(Rows of bounding box annotation data)
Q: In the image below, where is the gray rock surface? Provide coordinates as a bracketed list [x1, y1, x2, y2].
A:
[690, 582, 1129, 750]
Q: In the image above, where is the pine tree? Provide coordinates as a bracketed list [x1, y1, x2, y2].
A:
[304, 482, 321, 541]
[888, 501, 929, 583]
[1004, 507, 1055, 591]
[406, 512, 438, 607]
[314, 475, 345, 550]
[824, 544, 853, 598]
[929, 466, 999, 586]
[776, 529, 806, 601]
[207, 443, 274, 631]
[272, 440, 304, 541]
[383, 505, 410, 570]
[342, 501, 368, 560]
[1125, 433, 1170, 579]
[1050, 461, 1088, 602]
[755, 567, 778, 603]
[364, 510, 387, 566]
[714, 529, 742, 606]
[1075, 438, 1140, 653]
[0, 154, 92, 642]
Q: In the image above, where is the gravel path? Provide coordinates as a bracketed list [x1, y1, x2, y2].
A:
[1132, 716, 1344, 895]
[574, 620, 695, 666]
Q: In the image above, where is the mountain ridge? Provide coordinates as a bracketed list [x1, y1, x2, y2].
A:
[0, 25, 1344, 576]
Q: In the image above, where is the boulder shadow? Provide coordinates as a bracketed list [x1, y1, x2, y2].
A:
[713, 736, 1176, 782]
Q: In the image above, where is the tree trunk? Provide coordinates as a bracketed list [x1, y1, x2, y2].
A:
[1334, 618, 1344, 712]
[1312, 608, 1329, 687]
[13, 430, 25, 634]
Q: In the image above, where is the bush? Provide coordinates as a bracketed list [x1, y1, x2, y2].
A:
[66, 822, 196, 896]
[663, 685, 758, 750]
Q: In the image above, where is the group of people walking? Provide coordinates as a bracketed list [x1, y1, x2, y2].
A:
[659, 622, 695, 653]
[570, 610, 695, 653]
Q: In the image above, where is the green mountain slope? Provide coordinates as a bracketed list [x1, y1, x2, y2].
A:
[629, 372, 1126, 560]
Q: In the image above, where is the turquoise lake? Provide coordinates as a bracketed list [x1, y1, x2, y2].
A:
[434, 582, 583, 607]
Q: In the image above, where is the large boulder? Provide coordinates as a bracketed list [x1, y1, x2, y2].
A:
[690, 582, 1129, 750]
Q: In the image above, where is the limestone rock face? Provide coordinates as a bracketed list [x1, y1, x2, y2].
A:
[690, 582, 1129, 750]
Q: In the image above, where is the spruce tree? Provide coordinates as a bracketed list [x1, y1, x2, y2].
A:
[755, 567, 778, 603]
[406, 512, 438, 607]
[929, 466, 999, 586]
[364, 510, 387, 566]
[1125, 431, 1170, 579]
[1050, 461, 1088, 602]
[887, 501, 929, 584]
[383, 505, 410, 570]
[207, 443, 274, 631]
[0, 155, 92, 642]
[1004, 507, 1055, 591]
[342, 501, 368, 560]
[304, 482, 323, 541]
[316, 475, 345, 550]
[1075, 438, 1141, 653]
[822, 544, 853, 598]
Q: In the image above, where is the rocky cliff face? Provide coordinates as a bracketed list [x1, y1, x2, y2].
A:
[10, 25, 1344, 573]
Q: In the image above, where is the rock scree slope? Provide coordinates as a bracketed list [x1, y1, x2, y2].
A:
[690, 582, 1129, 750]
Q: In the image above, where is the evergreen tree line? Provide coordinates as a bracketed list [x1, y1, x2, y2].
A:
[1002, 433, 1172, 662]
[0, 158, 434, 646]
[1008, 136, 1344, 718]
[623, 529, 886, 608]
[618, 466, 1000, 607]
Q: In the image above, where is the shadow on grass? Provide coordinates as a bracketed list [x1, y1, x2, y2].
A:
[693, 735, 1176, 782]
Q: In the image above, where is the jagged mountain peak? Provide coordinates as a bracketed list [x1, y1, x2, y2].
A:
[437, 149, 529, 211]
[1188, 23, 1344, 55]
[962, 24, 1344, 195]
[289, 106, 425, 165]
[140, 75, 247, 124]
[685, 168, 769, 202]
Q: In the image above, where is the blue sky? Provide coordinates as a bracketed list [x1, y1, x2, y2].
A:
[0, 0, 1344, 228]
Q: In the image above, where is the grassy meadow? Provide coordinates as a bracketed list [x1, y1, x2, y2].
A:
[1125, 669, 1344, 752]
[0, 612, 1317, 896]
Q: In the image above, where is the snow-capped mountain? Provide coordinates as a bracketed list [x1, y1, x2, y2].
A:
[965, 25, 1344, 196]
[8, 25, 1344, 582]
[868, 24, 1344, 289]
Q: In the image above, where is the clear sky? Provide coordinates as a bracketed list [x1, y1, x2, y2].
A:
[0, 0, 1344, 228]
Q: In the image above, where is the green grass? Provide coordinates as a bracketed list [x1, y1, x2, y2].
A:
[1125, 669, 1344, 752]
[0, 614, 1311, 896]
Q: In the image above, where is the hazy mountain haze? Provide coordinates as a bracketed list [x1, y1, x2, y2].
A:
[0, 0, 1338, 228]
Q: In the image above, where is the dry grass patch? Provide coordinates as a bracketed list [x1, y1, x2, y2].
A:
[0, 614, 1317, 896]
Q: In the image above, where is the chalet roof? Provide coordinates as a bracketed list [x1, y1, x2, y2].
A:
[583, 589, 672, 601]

Exercise task - From the entries above, give every line as a JSON list of strings, one string per line and no blank lines, beginning with the line that contains "Q: In the image above, where is the pine" and continuing through the line that contains "[713, 736, 1176, 782]".

Task result -
[
  "Q: In the image above, where is the pine tree? Provide coordinates as a bracketed list [x1, y1, x2, y2].",
  "A:",
  "[304, 482, 321, 541]",
  "[888, 501, 929, 583]",
  "[1004, 507, 1055, 591]",
  "[406, 512, 438, 607]",
  "[314, 475, 345, 550]",
  "[824, 544, 853, 598]",
  "[929, 466, 999, 586]",
  "[776, 529, 806, 601]",
  "[207, 443, 274, 631]",
  "[272, 440, 304, 541]",
  "[383, 505, 410, 570]",
  "[342, 501, 368, 560]",
  "[1125, 433, 1170, 579]",
  "[1050, 461, 1088, 602]",
  "[755, 567, 778, 603]",
  "[364, 510, 387, 566]",
  "[714, 529, 742, 606]",
  "[1075, 438, 1140, 653]",
  "[0, 154, 92, 642]",
  "Q: In the image above, where is the gravel path? Provide coordinates as a bracketed list [x1, y1, x2, y2].",
  "A:",
  "[1132, 716, 1344, 895]",
  "[574, 620, 695, 666]",
  "Q: In the image above, where is the mountain ridge? Provide coordinates as a bracketed list [x1, y1, x2, y2].",
  "A:",
  "[0, 25, 1344, 576]",
  "Q: In the image above, where is the boulder shadow? Provide coordinates as a bracketed list [x1, y1, x2, y2].",
  "A:",
  "[713, 736, 1176, 782]"
]